# Start of WORKING DATA
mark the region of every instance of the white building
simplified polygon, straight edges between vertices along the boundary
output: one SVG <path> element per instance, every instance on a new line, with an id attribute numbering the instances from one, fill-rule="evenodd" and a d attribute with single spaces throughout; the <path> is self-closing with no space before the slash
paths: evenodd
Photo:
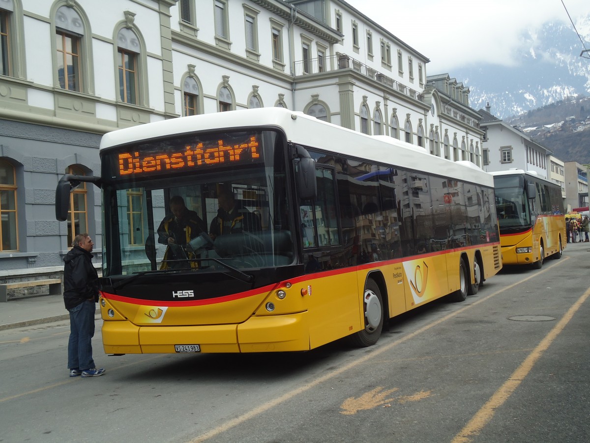
<path id="1" fill-rule="evenodd" d="M 490 113 L 489 104 L 480 109 L 483 135 L 483 169 L 487 172 L 522 169 L 532 171 L 549 178 L 547 148 L 530 138 L 520 129 L 504 123 Z"/>
<path id="2" fill-rule="evenodd" d="M 120 128 L 281 106 L 479 164 L 468 89 L 345 1 L 4 0 L 0 22 L 0 280 L 58 274 L 81 232 L 100 260 L 97 190 L 60 223 L 55 188 Z"/>

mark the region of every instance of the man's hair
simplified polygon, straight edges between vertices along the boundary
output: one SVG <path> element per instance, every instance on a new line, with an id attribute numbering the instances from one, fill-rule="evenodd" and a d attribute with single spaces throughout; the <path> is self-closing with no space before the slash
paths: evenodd
<path id="1" fill-rule="evenodd" d="M 170 206 L 172 206 L 173 204 L 182 204 L 183 206 L 186 206 L 184 204 L 184 199 L 180 196 L 174 196 L 170 198 Z"/>
<path id="2" fill-rule="evenodd" d="M 84 233 L 83 234 L 78 234 L 76 237 L 74 237 L 74 240 L 72 240 L 72 247 L 74 247 L 76 245 L 79 245 L 80 242 L 83 242 L 84 239 L 88 237 L 88 234 Z"/>

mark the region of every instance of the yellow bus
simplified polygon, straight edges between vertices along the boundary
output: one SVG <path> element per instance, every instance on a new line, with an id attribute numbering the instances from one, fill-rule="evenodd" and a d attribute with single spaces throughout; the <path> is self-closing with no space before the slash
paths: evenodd
<path id="1" fill-rule="evenodd" d="M 108 354 L 368 346 L 502 267 L 491 175 L 392 138 L 263 108 L 110 132 L 100 155 L 101 178 L 60 180 L 56 216 L 80 181 L 101 188 Z M 228 190 L 242 218 L 209 235 Z M 159 234 L 175 196 L 209 232 L 172 253 Z"/>
<path id="2" fill-rule="evenodd" d="M 567 243 L 561 188 L 522 170 L 492 172 L 502 262 L 540 269 L 561 258 Z"/>

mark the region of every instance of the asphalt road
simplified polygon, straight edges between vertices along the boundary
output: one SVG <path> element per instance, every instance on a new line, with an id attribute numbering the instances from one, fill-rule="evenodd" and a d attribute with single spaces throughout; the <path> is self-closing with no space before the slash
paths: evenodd
<path id="1" fill-rule="evenodd" d="M 588 249 L 505 269 L 363 349 L 107 357 L 97 334 L 106 373 L 70 379 L 67 321 L 0 331 L 0 441 L 585 442 Z"/>

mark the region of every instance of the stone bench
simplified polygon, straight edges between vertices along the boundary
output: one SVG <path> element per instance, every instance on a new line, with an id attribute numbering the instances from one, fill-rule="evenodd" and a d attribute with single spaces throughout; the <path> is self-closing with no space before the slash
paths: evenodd
<path id="1" fill-rule="evenodd" d="M 8 301 L 8 291 L 9 290 L 34 288 L 38 286 L 48 286 L 50 295 L 58 295 L 61 294 L 61 279 L 59 278 L 0 284 L 0 302 Z"/>

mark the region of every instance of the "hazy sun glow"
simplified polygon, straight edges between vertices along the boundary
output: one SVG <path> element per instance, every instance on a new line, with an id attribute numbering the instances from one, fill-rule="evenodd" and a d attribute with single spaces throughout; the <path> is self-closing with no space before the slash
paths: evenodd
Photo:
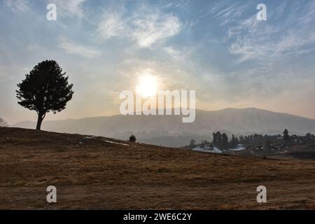
<path id="1" fill-rule="evenodd" d="M 151 97 L 158 92 L 158 81 L 151 74 L 145 74 L 139 78 L 136 87 L 136 93 L 143 97 Z"/>

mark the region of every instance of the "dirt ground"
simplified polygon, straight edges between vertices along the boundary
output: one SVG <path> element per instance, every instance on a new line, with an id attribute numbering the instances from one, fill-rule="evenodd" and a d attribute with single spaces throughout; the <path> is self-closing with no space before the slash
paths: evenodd
<path id="1" fill-rule="evenodd" d="M 314 209 L 315 162 L 0 128 L 0 209 Z"/>

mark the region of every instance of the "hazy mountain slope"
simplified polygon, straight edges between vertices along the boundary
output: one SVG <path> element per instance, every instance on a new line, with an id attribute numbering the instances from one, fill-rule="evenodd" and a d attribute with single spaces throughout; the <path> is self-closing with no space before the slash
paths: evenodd
<path id="1" fill-rule="evenodd" d="M 34 128 L 35 122 L 22 122 L 14 127 Z M 281 134 L 286 128 L 290 134 L 304 135 L 315 132 L 315 120 L 257 108 L 227 108 L 216 111 L 196 111 L 193 123 L 182 123 L 176 115 L 114 115 L 44 122 L 42 129 L 58 132 L 106 136 L 126 139 L 135 134 L 138 140 L 168 146 L 211 140 L 214 131 L 227 134 Z"/>

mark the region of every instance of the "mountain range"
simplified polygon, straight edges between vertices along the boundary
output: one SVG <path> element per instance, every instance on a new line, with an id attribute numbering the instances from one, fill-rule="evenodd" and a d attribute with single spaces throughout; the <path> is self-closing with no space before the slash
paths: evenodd
<path id="1" fill-rule="evenodd" d="M 214 132 L 232 134 L 281 134 L 288 129 L 290 134 L 305 135 L 315 133 L 315 120 L 288 113 L 272 112 L 255 108 L 225 108 L 215 111 L 196 110 L 192 123 L 183 123 L 179 115 L 117 115 L 46 121 L 42 130 L 104 136 L 127 139 L 134 134 L 141 142 L 163 146 L 179 147 L 188 145 L 190 140 L 197 142 L 211 141 Z M 23 121 L 13 127 L 31 128 L 35 122 Z"/>

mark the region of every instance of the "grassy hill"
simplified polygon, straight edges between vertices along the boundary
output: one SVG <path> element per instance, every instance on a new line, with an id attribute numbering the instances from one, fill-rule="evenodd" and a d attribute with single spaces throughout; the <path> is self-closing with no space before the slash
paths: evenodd
<path id="1" fill-rule="evenodd" d="M 0 128 L 0 209 L 315 209 L 315 162 Z M 46 188 L 57 203 L 46 202 Z M 267 203 L 256 202 L 256 188 Z"/>

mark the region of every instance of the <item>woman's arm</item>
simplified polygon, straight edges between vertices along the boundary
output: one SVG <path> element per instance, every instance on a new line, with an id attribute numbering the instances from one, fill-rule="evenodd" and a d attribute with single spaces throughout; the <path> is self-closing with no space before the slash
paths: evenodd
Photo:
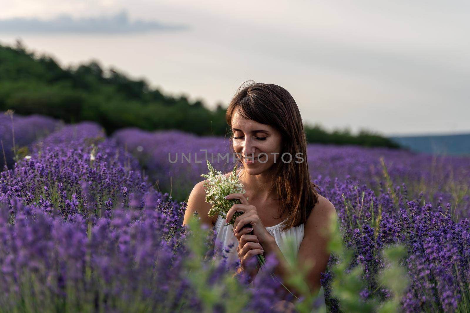
<path id="1" fill-rule="evenodd" d="M 201 223 L 209 227 L 213 226 L 212 217 L 209 216 L 209 211 L 212 207 L 211 204 L 205 202 L 206 193 L 203 183 L 205 181 L 199 182 L 193 188 L 188 199 L 188 205 L 184 212 L 183 225 L 188 223 L 189 219 L 193 216 L 194 212 L 197 211 L 197 216 L 201 218 Z"/>
<path id="2" fill-rule="evenodd" d="M 312 210 L 304 226 L 304 238 L 300 244 L 297 259 L 301 266 L 309 262 L 313 264 L 313 267 L 308 271 L 306 277 L 306 282 L 311 292 L 319 291 L 320 273 L 326 270 L 329 259 L 330 253 L 328 251 L 328 232 L 331 214 L 336 215 L 335 206 L 327 199 L 319 195 L 319 202 Z M 263 247 L 265 254 L 276 253 L 278 264 L 274 269 L 274 274 L 281 277 L 286 287 L 296 297 L 300 298 L 299 290 L 283 282 L 286 281 L 289 275 L 287 261 L 274 237 L 267 244 L 263 244 Z M 287 290 L 285 291 L 287 292 Z"/>

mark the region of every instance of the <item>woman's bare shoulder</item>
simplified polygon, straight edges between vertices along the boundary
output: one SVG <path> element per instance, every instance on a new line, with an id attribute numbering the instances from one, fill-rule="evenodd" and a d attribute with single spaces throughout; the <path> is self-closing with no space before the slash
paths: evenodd
<path id="1" fill-rule="evenodd" d="M 328 225 L 331 215 L 337 214 L 336 208 L 329 200 L 319 194 L 317 195 L 318 202 L 313 206 L 306 223 L 306 227 L 308 228 Z"/>
<path id="2" fill-rule="evenodd" d="M 207 181 L 206 179 L 199 182 L 193 188 L 188 199 L 183 225 L 188 223 L 189 219 L 196 212 L 197 212 L 198 216 L 201 217 L 202 223 L 206 224 L 208 226 L 212 226 L 215 223 L 217 216 L 209 217 L 209 211 L 212 206 L 210 203 L 205 201 L 206 189 L 203 184 Z"/>

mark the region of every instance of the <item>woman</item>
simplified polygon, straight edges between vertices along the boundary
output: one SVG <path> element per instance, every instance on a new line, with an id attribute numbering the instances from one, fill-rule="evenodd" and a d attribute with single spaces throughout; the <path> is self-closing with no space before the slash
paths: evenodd
<path id="1" fill-rule="evenodd" d="M 313 264 L 306 277 L 311 290 L 322 291 L 320 273 L 325 271 L 329 258 L 324 231 L 336 211 L 311 182 L 305 133 L 295 101 L 277 85 L 244 84 L 230 101 L 226 119 L 232 132 L 234 154 L 240 156 L 243 165 L 237 174 L 246 191 L 244 194 L 228 195 L 227 198 L 237 198 L 241 204 L 232 207 L 227 221 L 235 212 L 243 214 L 233 227 L 225 226 L 227 221 L 219 215 L 209 217 L 211 206 L 205 202 L 201 182 L 189 196 L 183 224 L 198 211 L 202 222 L 215 225 L 216 239 L 224 246 L 235 244 L 236 250 L 232 249 L 229 260 L 239 259 L 239 270 L 253 279 L 258 270 L 250 267 L 253 262 L 250 261 L 264 253 L 278 256 L 274 273 L 286 280 L 282 243 L 290 236 L 297 244 L 300 264 Z M 245 227 L 248 224 L 251 228 Z"/>

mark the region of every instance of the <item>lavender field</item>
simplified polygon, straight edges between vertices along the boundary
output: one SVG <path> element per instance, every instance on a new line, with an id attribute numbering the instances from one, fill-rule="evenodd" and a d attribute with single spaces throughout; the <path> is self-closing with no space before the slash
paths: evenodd
<path id="1" fill-rule="evenodd" d="M 200 150 L 210 160 L 228 139 L 137 129 L 107 137 L 94 123 L 55 129 L 45 118 L 52 132 L 37 136 L 27 118 L 13 118 L 13 150 L 27 152 L 16 163 L 12 130 L 0 126 L 0 311 L 272 312 L 269 275 L 247 288 L 227 274 L 236 265 L 213 262 L 213 233 L 181 226 L 207 171 Z M 201 163 L 169 161 L 195 153 Z M 322 275 L 330 312 L 470 311 L 470 158 L 316 145 L 307 157 L 338 213 L 336 246 L 351 257 L 334 251 Z M 226 161 L 211 162 L 228 172 Z M 395 244 L 402 275 L 386 283 L 384 252 Z"/>

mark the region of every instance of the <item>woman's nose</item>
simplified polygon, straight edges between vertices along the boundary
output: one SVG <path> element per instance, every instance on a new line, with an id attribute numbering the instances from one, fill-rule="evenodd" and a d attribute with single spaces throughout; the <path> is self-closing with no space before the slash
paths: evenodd
<path id="1" fill-rule="evenodd" d="M 245 139 L 245 142 L 243 143 L 243 150 L 242 151 L 244 156 L 248 156 L 251 154 L 254 154 L 256 150 L 256 147 L 253 145 L 251 140 L 250 139 Z"/>

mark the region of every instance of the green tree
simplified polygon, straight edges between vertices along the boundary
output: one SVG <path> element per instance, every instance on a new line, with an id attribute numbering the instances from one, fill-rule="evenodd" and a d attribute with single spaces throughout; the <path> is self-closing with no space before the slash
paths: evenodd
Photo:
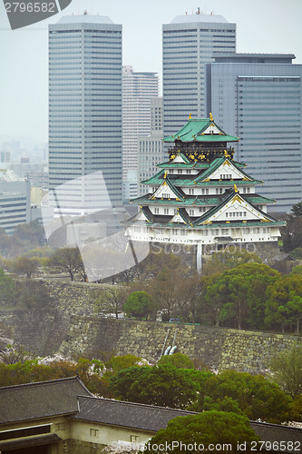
# End of WORKING DATA
TASK OBJECTIVE
Could you give everything from the line containing "the <item>woman's nose</item>" down to the end of the rows again, switching "mark the region" to "outline the area" and leaving all else as it is? Keep the pictures out of your answer.

CORRECT OUTPUT
outline the area of every instance of the <item>woman's nose</item>
simplified polygon, straight edges between vertices along the boundary
output: one SVG <path> element per instance, every instance on a new line, with an id attribute numbering the instances from one, fill-rule="evenodd" and a d attribute with single spaces throughout; the <path> is self-closing with no space before the slash
paths: evenodd
<path id="1" fill-rule="evenodd" d="M 245 139 L 245 142 L 243 143 L 243 150 L 242 151 L 244 156 L 248 156 L 251 154 L 254 154 L 256 150 L 256 147 L 253 145 L 251 140 L 250 139 Z"/>

outline the area of every instance of the green tree
simplified polygon, straight edges between vertices along the boundary
output: one SVG <path> element per instance, every instance on a new line, with an id attribute numbering the instances from one, fill-rule="evenodd" and a d attribute with single spaces throughout; the <path> is self-closing with no space before the slash
paths: evenodd
Photo:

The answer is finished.